*Consignes des tâches*.
[A] Relevez toutes les abréviations placées entre parenthèses dans le texte sur le fonds de réserve constitutionnel, chacune accompagnée de la forme complète qu'elle désigne.
[B] D'après le texte sur le fonds de réserve constitutionnel, à combien s'élève au mieux le déficit selon Jean-Louis Grinda ?

*Extrait du document*.

________________

Chaque année, le sujet revient sur la table. Le fonds de réserve constitutionnel permet au budget de l’Etat d’afficher un excédent.

Un résultat jugé factice par la majorité Priorité Monaco (Primo !) et par Jean-Louis Grinda, en charge de la commission pour le suivi de ce fonds. Les élus estiment qu’il faut transformer ce fonds, notamment au profit d’une future caisse de retraite pour les fonctionnaires. Explications.

Chaque année, c’est une marotte des débats lors des séances budgétaires. La gestion du fonds de réserve constitutionnel (FRC) et son utilisation pour combler les déficits. Depuis 2018, l’élu Union Monégasque (UM) Jean-Louis Grinda est devenu le dépositaire de cette question récurrente. En tant que président de la commission pour le suivi du FRC et la modernisation des comptes publics, l’élu d’opposition n’a de cesse de rappeler, lors des séances budgétaires, que le budget n’est pas excédentaire. Malgré la communication gouvernementale, Jean-Louis Grinda estime que si le gouvernement pioche dans ce FRC pour afficher un budget à l’équilibre, cela constitue un tour de passe-passe. « Qu’on le veuille ou non, le résultat excédentaire de 4,8 millions d’euros est un leurre. Notre déficit est, au mieux, de 140 millions d’euros. Mais le gouvernement choisit de ne pas l’afficher pour rester « attractif ». Pour ma part, je préfèrerais toujours la vérité, qui rime avec fierté. » Jean Castellini, conseiller-ministre à l’économie et aux finances, l’avait admis le 10 octobre 2019, lors de la séance liée au budget rectificatif. L’affichage excédentaire donne une image positive, mais elle n’est pas réelle. « Je ne pense pas que ce soit opportun, je ne pense pas que ce soit un message que l’on voudrait ou que l’on devrait envoyer aujourd’hui, notamment parce que l’économie de la principauté va bien. Et nous n’avons aucune raison structurelle, que ce soit au niveau des recettes, que ce soit au niveau des ambitions, d’afficher des chiffres négatifs qui seraient trompeurs et qui pourraient justement nous engager dans une spirale vicieuse, ou un cercle vicieux plutôt qu’un cercle vertueux, de donner l’impression aux résidents, aux investisseurs potentiels, au moment notamment où d’importants programmes privés sont en cours et en jeu. »

________________

*Lignes de données*.
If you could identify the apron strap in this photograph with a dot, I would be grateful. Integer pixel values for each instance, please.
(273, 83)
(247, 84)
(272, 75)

________________

*Liste des réponses*.
[A]
- Primo ! : Priorité Monaco
- FRC : fonds de réserve constitutionnel
- UM : Union Monégasque

[B] Au mieux, à 140 millions d'euros.